Lines from the one containing "M 403 280 L" through the end of the listing are what is wanted, given again exactly with both ends included and pictures left out.
◇ ◇ ◇ ◇ ◇ ◇ ◇
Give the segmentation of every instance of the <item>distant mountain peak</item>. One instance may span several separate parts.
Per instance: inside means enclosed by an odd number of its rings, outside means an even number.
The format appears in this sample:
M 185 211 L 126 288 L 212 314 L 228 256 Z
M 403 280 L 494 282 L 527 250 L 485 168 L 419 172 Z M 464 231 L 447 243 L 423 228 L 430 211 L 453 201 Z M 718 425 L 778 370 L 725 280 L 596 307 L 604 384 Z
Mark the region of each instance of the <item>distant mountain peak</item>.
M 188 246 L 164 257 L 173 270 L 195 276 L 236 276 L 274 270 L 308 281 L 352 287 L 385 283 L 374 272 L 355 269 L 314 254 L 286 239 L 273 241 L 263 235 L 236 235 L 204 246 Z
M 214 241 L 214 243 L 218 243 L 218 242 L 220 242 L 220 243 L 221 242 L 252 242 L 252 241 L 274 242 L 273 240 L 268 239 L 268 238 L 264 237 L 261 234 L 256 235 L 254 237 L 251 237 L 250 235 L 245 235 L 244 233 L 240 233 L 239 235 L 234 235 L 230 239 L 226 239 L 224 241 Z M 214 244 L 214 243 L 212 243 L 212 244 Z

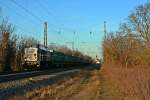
◇ ◇ ◇ ◇ ◇ ◇ ◇
| SOLUTION FOR THIS PROBLEM |
M 403 280 L 494 282 L 527 250 L 485 168 L 419 172 Z M 464 231 L 447 243 L 423 228 L 430 211 L 453 201 Z M 718 425 L 778 370 L 725 280 L 596 307 L 604 384 Z
Mark the region of each instance of the <item>distant mountain peak</item>.
M 188 246 L 164 257 L 173 270 L 195 276 L 236 276 L 274 270 L 308 281 L 352 287 L 385 283 L 374 272 L 355 269 L 314 254 L 286 239 L 273 241 L 263 235 L 236 235 L 204 246 Z
M 214 241 L 214 243 L 218 243 L 218 242 L 220 242 L 220 243 L 221 242 L 252 242 L 252 241 L 274 242 L 273 240 L 268 239 L 268 238 L 264 237 L 261 234 L 256 235 L 254 237 L 251 237 L 250 235 L 245 235 L 244 233 L 240 233 L 239 235 L 234 235 L 230 239 L 226 239 L 224 241 Z M 214 244 L 214 243 L 212 243 L 212 244 Z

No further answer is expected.